▶ _Instruction_: Collect every line of the data below that contains the word "concrete", copying each line in full and counting only matches with the same capitalization.

▶ _Data excerpts_:
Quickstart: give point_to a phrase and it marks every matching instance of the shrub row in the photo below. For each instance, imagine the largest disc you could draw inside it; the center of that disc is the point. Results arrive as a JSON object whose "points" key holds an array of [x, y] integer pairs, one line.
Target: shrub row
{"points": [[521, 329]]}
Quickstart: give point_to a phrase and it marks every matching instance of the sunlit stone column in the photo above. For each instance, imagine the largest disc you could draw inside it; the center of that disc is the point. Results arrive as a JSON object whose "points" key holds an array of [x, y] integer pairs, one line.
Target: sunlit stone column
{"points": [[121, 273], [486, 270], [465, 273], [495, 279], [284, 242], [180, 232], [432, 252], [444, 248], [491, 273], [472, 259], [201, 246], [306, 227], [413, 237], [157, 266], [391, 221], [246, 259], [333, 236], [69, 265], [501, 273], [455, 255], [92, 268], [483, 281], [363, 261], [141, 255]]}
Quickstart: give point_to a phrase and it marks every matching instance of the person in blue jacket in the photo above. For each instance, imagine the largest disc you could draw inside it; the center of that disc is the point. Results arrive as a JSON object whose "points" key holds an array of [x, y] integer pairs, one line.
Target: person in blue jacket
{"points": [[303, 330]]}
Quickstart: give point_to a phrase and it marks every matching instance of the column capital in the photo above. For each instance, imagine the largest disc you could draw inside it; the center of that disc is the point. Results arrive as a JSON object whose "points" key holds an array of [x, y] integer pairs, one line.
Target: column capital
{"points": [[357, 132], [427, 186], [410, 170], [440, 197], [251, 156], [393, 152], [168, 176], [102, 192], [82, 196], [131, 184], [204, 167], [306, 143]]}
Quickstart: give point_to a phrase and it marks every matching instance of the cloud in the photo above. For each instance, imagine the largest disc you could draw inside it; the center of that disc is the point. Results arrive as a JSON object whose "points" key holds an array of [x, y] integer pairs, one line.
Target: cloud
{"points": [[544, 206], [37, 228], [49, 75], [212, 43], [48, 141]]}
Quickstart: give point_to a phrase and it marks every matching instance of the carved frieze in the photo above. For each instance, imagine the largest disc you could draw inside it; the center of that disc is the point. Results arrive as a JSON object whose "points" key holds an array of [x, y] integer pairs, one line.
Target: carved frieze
--
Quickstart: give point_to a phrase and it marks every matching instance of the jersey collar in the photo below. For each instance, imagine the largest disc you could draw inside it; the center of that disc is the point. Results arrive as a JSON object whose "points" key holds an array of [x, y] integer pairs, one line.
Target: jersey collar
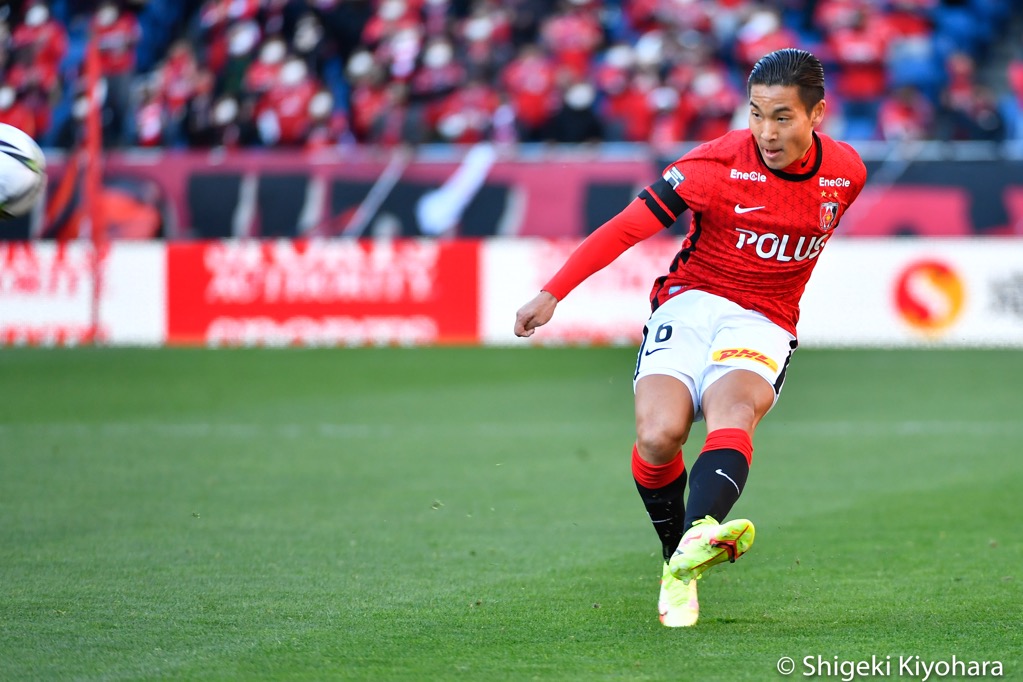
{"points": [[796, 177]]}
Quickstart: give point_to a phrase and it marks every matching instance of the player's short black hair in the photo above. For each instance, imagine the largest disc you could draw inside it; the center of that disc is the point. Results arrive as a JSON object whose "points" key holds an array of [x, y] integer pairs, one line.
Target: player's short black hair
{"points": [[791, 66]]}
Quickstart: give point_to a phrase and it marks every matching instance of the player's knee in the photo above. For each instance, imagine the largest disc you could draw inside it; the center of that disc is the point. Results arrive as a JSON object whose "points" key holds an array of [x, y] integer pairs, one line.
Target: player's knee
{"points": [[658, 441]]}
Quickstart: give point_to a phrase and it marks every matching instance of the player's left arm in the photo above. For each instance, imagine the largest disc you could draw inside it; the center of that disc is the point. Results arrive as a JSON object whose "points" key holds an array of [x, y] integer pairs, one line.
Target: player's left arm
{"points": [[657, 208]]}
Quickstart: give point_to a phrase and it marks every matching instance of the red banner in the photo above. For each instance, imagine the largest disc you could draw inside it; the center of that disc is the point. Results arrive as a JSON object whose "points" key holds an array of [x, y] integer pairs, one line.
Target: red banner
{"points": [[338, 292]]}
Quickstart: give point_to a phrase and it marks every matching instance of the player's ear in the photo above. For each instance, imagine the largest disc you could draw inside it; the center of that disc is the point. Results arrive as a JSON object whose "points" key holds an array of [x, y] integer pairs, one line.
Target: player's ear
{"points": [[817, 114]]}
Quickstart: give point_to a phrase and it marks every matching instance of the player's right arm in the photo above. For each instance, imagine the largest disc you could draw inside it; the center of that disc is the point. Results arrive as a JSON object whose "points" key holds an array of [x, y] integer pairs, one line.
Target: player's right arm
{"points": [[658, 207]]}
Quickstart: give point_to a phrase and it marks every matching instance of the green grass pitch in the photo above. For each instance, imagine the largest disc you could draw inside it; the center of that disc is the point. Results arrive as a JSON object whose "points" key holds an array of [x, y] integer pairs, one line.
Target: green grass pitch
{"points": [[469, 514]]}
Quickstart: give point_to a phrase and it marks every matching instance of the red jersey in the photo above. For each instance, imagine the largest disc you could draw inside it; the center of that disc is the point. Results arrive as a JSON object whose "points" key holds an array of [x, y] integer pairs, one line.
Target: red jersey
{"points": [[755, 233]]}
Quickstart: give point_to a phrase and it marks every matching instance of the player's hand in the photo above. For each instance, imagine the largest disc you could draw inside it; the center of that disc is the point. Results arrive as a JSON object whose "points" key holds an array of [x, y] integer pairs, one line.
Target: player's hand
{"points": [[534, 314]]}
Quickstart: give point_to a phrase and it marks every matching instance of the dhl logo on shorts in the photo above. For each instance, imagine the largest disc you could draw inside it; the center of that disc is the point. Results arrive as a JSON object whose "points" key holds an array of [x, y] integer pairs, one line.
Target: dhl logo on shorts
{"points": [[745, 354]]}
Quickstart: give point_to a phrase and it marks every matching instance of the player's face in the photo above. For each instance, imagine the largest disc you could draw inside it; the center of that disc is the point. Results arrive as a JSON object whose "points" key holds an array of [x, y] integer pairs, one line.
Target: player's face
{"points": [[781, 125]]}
* * *
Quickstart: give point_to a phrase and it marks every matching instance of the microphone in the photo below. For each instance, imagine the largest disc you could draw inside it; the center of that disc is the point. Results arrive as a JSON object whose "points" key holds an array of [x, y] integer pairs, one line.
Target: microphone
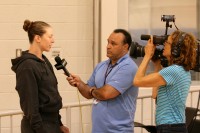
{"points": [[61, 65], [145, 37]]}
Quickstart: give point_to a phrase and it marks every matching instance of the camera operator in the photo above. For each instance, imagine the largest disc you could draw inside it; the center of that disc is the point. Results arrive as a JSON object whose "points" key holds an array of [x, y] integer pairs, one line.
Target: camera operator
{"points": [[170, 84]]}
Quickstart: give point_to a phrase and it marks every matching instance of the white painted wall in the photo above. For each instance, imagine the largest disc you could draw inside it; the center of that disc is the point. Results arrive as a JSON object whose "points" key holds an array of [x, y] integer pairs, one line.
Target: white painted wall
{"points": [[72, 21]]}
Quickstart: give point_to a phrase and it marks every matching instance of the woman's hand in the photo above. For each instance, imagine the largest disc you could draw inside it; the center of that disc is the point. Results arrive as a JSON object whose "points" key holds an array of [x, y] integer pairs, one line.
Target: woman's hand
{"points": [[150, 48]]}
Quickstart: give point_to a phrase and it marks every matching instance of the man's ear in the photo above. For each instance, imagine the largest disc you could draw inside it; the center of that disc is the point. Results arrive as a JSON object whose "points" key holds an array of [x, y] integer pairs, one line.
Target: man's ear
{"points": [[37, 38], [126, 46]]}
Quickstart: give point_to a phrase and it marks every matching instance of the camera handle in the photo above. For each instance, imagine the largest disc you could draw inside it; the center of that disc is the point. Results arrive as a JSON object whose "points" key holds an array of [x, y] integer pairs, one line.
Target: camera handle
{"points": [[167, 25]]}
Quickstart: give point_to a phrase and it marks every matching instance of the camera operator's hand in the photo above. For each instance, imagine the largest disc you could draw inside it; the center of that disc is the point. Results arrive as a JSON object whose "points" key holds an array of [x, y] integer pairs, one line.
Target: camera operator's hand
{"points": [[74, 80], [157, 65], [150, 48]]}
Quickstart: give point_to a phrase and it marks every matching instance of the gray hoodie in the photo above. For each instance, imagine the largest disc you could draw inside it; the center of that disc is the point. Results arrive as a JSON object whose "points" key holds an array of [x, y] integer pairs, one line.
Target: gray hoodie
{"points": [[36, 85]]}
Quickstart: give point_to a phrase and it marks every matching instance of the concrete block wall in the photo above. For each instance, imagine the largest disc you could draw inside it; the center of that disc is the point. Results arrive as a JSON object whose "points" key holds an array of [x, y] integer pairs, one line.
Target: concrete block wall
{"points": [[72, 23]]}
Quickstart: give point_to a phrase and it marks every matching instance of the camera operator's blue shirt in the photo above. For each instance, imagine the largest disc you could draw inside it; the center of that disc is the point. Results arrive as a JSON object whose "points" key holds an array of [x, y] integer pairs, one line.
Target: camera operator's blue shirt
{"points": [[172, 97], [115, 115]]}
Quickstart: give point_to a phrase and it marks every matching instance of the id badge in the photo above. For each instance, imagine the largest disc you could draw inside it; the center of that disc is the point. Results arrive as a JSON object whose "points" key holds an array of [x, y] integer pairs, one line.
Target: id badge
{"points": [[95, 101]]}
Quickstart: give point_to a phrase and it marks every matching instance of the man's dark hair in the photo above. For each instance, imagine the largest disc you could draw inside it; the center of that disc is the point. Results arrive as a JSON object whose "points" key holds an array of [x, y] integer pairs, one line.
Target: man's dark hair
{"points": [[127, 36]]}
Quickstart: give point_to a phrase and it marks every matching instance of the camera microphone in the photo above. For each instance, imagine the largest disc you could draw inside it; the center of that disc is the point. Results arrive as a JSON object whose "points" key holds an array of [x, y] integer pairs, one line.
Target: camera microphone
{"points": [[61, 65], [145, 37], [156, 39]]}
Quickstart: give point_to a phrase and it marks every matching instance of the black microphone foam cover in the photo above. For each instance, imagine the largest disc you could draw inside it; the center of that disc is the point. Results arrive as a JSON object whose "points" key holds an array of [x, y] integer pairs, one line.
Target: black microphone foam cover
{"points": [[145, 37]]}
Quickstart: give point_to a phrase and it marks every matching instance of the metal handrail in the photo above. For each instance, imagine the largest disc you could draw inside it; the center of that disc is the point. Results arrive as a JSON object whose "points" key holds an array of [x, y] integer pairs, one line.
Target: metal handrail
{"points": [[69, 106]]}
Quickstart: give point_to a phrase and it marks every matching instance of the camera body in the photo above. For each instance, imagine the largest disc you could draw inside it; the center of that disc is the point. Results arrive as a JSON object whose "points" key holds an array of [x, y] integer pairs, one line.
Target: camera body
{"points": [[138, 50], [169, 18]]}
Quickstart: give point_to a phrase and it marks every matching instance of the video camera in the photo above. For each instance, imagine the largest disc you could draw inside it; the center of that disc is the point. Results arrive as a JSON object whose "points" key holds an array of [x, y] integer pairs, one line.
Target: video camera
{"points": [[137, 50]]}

▶ _Result for this exercise_:
Quickstart: give point_to a phrase and it marks every matching instance of the concrete block wall in the photo above. For each instance, imagine the largest disc you could draw inside it; the center of that disc is the point. Results arrive as a JSON object whose "points" key holds an array of [x, y] integer pairs, one line.
Target: concrete block wall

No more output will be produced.